(Recorded data)
....................
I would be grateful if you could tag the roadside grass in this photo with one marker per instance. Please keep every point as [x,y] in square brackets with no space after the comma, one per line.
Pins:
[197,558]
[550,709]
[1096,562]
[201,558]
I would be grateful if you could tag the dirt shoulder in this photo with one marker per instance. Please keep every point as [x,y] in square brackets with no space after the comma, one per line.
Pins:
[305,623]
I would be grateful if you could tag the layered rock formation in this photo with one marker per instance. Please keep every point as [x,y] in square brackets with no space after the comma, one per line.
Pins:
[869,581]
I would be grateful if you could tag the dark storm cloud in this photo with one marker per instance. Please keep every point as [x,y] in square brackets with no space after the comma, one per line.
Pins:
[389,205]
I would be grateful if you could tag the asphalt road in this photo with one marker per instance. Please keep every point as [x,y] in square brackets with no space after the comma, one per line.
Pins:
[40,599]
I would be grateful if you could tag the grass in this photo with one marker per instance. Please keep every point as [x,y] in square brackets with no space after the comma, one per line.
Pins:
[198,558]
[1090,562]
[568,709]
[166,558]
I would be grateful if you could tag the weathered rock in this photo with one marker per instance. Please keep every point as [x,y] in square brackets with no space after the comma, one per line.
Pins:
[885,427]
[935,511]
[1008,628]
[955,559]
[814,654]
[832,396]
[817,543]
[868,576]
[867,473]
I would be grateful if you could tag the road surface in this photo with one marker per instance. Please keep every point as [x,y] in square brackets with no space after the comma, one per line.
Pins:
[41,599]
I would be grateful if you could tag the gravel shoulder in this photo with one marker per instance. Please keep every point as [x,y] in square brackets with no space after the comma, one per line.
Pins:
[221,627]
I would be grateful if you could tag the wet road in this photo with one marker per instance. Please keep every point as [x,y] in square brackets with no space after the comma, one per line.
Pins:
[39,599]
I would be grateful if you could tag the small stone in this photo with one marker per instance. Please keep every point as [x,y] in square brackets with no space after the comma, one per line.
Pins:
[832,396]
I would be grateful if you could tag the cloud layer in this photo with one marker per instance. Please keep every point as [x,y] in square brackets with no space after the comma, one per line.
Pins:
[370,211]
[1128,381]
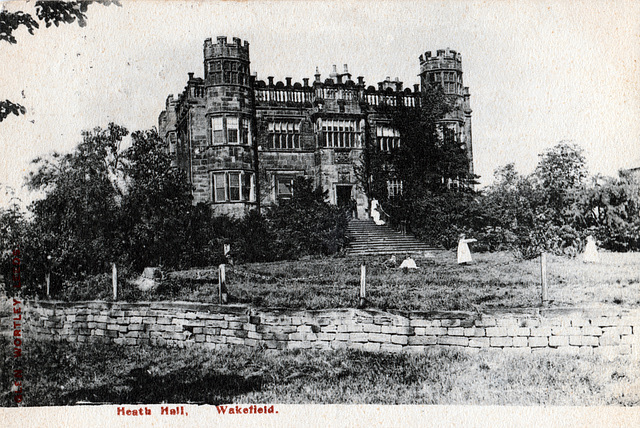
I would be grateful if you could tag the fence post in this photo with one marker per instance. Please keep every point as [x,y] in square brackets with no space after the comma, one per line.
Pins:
[543,275]
[114,281]
[363,286]
[223,296]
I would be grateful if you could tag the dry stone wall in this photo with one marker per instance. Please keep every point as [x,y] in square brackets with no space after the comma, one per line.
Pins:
[579,331]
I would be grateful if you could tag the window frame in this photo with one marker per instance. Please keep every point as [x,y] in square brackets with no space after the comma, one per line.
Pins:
[245,189]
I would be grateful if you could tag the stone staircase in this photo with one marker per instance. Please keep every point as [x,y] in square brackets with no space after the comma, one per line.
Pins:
[371,239]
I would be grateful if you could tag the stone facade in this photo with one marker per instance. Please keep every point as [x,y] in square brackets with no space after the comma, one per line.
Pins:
[241,140]
[578,331]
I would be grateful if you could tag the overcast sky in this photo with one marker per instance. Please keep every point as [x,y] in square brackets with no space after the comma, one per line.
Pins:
[538,72]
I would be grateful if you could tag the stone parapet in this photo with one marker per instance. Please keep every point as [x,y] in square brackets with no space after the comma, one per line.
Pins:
[576,330]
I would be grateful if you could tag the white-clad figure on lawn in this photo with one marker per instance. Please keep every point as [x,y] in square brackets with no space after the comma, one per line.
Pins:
[375,214]
[408,263]
[464,254]
[590,251]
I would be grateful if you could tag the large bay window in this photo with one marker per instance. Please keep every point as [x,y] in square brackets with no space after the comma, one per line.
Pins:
[388,138]
[284,186]
[284,135]
[230,130]
[233,186]
[394,188]
[341,133]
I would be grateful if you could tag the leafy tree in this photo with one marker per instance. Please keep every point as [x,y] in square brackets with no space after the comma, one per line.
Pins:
[306,224]
[76,222]
[609,208]
[157,205]
[49,12]
[560,172]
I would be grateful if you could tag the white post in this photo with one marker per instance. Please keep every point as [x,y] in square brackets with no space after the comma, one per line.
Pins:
[543,274]
[114,280]
[363,285]
[222,286]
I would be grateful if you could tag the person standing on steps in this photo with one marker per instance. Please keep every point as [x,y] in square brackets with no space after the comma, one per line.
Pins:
[375,213]
[590,254]
[464,254]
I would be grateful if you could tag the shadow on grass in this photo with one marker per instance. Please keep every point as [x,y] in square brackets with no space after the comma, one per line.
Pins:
[175,387]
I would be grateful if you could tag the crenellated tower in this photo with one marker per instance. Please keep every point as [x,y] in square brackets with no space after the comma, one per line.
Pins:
[445,69]
[228,164]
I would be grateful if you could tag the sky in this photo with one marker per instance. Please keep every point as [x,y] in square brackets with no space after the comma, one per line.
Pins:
[538,72]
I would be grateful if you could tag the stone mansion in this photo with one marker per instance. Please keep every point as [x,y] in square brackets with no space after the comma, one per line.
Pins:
[241,141]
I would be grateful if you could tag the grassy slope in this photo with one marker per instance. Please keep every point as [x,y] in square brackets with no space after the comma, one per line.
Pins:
[496,280]
[63,374]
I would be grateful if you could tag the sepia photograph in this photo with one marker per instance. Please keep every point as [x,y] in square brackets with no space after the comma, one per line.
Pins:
[319,213]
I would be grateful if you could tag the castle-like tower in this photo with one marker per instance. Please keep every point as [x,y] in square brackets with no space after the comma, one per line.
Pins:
[242,141]
[445,69]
....................
About this task: An exact copy of the entries above is required; pictures are not part of it.

Answer below:
I would be grateful if you could tag the roadside grass in this photo with one marker per instance. Please keep every point as [x,y] in square brackets with no space after the comma, one per line.
Pins:
[197,558]
[550,709]
[1096,562]
[201,558]
I would be grateful if you could tag the dirt shoulder in this photo with one marker per instance. Please keep every point as [x,y] in square brackets with no space after the comma, one per line.
Pins:
[305,623]
I would be grateful if you could tag the layered rock formation in this photo with one marker per instance. Please keep every point as [x,y] in square brackets with no space after the comma, one per line.
Pins:
[869,581]
I would be grateful if you could tag the dark storm cloud in this photo with one marker per instance. Please keep every point as [x,y] in square brackets with no space after the comma, one per line.
Pins:
[389,205]
I would be grateful if you could tag the asphalt road in this photo with one marker per instance. Please keep every point as [x,y] in square brackets with no space after the comma, one per line.
Pins:
[40,599]
I would be grateful if you could tag the grass in this photo with one marker per instance. Please keep every point as [x,y] in square brackets with no space after the comma, one per line.
Pins:
[198,558]
[1090,562]
[568,709]
[166,558]
I would be grateful if you could tag the weathered rock in this photo with one marker per instance. Please keep every point as [x,y] in square brackets with no space after the comma, one per line.
Pins:
[885,427]
[935,511]
[1008,628]
[955,559]
[814,654]
[832,396]
[817,543]
[868,576]
[867,473]
I would be grateful if you could tag the road surface in this photo with one marker per instance. Please keep every point as [x,y] in square brackets with no space after the comma, one per line.
Pins:
[41,599]
I would be grateful if you could tag the gravel shoulder in this photo with one marker per instance. Please keep every point as [x,y] in square brackets with no space after the comma, one per line.
Pins:
[221,627]
I would be grateful if you could tag the wet road in this photo with one marker per instance. Please keep every point as [x,y] in square brackets with no space after the comma, one per line.
Pins:
[39,599]
I would be grateful if you could tag the small stone in this photo with one marker per instance. Please keep every point as [x,y] in square brackets with no space after the comma, one per line.
Pins:
[832,396]
I would be grateful if you could tag the cloud layer in this photo with one marker per instance. Please keep every point as [x,y] in square brackets with no space after the comma, one per line.
Pins:
[370,211]
[1128,381]
I would be grateful if you could tag the fence post in this photo with one marker per instance. Please keep every point as [x,y] in square brackets with no space after the comma, one per line.
Pins:
[543,275]
[114,281]
[363,286]
[223,296]
I would be grateful if you could tag the dry stone wall in this photo with one marker per instance. Please keep every point as [x,y] in square brackets with no space after the comma, one per line.
Pins:
[579,331]
I would be grateful if you could tag the window frame in this photo with one marker per instance. Please keep every point as [x,y] in square brackets with no space after the comma, one per line.
Pins:
[245,189]
I would be grateful if you could tag the stone staircase in this photo with one marker per instance. Please keep every point as [x,y] in square brackets with no space after the comma, one per line.
Pins:
[371,239]
I would be grateful if you could tag the stone facade in this photo with one marker per instance. Please keep every point as [x,y] in square brackets with no space after the comma, one per line.
Pins:
[241,140]
[578,331]
I would be grateful if you could tag the overcast sky in this photo with one marker per instance. Please keep every point as [x,y] in square brackets with no space after the comma, one per line.
Pins:
[538,72]
I would be grateful if you could tag the stone parapet in this photo with one marker per instance. Please keep every point as [x,y] in square brackets with no space after the comma, one per line.
Pins:
[576,330]
I would be grateful if you could tag the white-clad figure on lawn in this photo with one marker per instance. Please keep every point as [x,y] in square brackets with no space after the comma, one per line.
Pins:
[375,214]
[408,263]
[464,254]
[590,251]
I would be grateful if you could tag the large bay window in this photo with one marker per instance. Please keep every point as [x,y] in square brackets with no space after the comma, one per line.
Pins:
[388,138]
[284,186]
[284,135]
[230,130]
[233,186]
[394,188]
[341,133]
I would be grateful if you could tag the leafy tree in this photo with one marker per instance. Please keep every point as [x,y] in square brackets with no space after the comma, one per line.
Pins:
[306,224]
[76,222]
[609,208]
[157,205]
[49,12]
[560,172]
I would be grateful if you could tag the white post in this photo with one marker per instance. Please keep every point as [x,y] in square brackets with no space after the comma, one per line.
Pins:
[543,274]
[114,280]
[363,285]
[222,286]
I would be grateful if you could tag the person standing on steps in this photo with one marker per instance. Please keep every point as [x,y] in square brackets with no space after the comma, one per line.
Pins:
[375,213]
[590,254]
[464,254]
I would be grateful if you could tag the shadow on grass in this photo with one marker per instance. Please keep every point as [x,y] in square brackets with no space after the comma, one per line.
Pins:
[175,387]
I would be grateful if you could tag the crenellated tower in this photo with one marker per instance. Please keep every point as [x,y] in square brackets with no space after the comma, one per line.
Pins:
[445,69]
[228,164]
I would be grateful if you could tag the sky in this photo with one marker per instance. Please keep every point as [x,y] in square brackets with no space after the comma, one per line.
Pins:
[538,72]
I would be grateful if you could tag the stone mansion in this photo with one marker per instance. Please keep every point as [x,y] in square brackets with no space after the comma, one per line.
Pins:
[241,141]
I would be grateful if you could tag the grassy slope in this photo with one marker per instance. Please keep every point as [x,y] in square brackets with no space after the comma, one per line.
Pins:
[496,280]
[63,374]
I would be grateful if you could tag the sepia photograph in this photo with one marker per instance. Please keep every point as [x,y] in square brackets with no space after the comma, one per line.
Pins:
[319,213]
I would be grateful if you could tag the castle-like tower in this photo with one marker per instance. Please keep every point as [x,y] in square brackets with no space after the comma, one per line.
Pins:
[242,141]
[445,69]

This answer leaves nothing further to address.